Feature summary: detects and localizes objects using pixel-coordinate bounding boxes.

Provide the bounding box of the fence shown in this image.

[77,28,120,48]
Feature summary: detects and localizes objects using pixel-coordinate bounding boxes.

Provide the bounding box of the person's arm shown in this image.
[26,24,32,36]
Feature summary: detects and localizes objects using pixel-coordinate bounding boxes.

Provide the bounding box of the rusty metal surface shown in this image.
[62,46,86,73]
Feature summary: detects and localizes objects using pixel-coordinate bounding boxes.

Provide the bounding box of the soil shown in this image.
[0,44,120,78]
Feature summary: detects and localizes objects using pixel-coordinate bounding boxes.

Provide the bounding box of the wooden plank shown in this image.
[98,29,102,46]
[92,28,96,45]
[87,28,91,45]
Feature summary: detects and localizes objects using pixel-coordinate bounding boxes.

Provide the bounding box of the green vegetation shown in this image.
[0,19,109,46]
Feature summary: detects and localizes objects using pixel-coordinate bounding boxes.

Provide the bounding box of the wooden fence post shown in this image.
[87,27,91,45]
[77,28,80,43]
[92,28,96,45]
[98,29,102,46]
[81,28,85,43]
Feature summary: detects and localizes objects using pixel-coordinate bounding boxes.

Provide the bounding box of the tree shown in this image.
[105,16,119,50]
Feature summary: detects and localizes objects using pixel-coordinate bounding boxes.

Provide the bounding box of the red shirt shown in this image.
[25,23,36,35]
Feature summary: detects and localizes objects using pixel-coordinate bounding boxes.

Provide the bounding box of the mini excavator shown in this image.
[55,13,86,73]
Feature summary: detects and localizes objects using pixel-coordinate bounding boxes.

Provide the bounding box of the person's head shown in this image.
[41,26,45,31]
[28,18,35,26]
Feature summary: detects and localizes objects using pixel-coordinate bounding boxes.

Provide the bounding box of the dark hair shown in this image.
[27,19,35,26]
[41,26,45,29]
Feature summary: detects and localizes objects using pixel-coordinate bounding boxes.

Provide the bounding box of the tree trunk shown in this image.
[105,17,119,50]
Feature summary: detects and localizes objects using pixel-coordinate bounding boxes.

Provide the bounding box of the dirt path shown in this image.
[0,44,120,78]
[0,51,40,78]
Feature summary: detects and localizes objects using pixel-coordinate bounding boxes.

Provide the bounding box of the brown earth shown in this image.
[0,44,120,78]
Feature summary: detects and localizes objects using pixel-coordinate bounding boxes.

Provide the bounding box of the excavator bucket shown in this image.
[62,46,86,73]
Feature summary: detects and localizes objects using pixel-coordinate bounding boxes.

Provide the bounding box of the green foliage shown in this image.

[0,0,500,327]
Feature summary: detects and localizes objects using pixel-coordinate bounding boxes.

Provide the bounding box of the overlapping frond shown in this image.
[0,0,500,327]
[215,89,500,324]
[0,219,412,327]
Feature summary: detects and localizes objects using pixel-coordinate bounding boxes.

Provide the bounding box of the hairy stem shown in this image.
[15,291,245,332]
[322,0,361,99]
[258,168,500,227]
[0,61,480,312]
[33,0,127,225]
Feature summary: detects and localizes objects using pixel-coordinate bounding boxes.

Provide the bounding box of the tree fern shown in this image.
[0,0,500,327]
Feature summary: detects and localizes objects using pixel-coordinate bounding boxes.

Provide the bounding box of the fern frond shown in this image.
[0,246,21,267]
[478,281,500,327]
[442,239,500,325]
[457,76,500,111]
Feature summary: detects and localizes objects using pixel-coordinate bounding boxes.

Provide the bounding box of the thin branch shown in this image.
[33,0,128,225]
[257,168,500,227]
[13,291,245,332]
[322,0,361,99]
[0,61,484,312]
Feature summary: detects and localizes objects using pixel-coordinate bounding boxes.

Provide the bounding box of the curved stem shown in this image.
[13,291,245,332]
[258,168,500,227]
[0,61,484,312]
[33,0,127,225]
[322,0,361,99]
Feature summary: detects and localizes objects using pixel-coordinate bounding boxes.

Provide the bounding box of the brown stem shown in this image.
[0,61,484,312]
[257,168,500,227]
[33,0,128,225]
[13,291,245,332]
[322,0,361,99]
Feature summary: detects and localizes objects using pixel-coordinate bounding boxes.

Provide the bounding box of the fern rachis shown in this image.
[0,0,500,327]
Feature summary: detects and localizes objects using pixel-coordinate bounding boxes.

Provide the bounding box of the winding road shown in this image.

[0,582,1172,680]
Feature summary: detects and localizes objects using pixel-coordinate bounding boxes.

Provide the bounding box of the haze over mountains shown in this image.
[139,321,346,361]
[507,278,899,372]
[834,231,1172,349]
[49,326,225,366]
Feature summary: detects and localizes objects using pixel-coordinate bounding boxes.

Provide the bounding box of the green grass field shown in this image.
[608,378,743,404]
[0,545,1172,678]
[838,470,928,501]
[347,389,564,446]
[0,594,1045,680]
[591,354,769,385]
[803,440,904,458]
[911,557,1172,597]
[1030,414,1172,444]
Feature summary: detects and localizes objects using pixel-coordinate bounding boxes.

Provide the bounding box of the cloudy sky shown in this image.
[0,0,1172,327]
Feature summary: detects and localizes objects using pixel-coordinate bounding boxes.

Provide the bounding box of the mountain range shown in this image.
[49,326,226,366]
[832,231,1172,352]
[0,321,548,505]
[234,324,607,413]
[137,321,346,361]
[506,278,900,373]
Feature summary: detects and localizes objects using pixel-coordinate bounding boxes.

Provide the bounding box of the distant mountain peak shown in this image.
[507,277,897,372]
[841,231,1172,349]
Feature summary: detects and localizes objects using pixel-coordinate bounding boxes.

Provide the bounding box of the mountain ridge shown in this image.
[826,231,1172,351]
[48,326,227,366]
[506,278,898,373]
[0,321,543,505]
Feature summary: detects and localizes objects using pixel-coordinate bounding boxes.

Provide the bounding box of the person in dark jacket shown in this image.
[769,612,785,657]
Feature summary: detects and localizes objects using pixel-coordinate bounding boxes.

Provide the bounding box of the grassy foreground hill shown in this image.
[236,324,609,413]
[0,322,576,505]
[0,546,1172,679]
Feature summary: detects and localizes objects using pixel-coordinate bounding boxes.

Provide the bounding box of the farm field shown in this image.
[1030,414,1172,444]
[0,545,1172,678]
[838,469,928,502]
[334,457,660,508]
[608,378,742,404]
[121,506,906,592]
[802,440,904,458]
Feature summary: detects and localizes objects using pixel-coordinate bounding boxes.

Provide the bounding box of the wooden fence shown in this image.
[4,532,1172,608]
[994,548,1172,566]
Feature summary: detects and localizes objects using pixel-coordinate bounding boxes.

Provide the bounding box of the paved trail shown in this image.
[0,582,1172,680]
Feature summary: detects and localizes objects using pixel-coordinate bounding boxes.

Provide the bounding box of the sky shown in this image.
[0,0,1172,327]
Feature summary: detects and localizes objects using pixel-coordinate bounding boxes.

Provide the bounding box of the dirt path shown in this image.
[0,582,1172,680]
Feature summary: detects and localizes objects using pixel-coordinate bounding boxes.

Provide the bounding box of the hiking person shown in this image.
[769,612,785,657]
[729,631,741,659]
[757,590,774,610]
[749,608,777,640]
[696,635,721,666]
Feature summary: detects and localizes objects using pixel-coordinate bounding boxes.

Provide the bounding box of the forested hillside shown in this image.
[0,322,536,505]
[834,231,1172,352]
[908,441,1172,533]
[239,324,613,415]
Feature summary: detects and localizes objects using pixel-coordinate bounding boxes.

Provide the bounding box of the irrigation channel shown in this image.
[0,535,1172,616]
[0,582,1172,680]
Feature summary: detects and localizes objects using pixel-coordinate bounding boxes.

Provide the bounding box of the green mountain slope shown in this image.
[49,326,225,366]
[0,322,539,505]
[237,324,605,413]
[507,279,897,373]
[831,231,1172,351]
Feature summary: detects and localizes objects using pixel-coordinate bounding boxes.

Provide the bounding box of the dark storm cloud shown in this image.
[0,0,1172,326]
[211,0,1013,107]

Job: Report each line of the material that contains the string "excavator", copying every such line in full. Matches must agree in case.

Output:
Provide the bounding box of the mini excavator shown in this image.
Provide the bounding box of the excavator bucket shown in this image.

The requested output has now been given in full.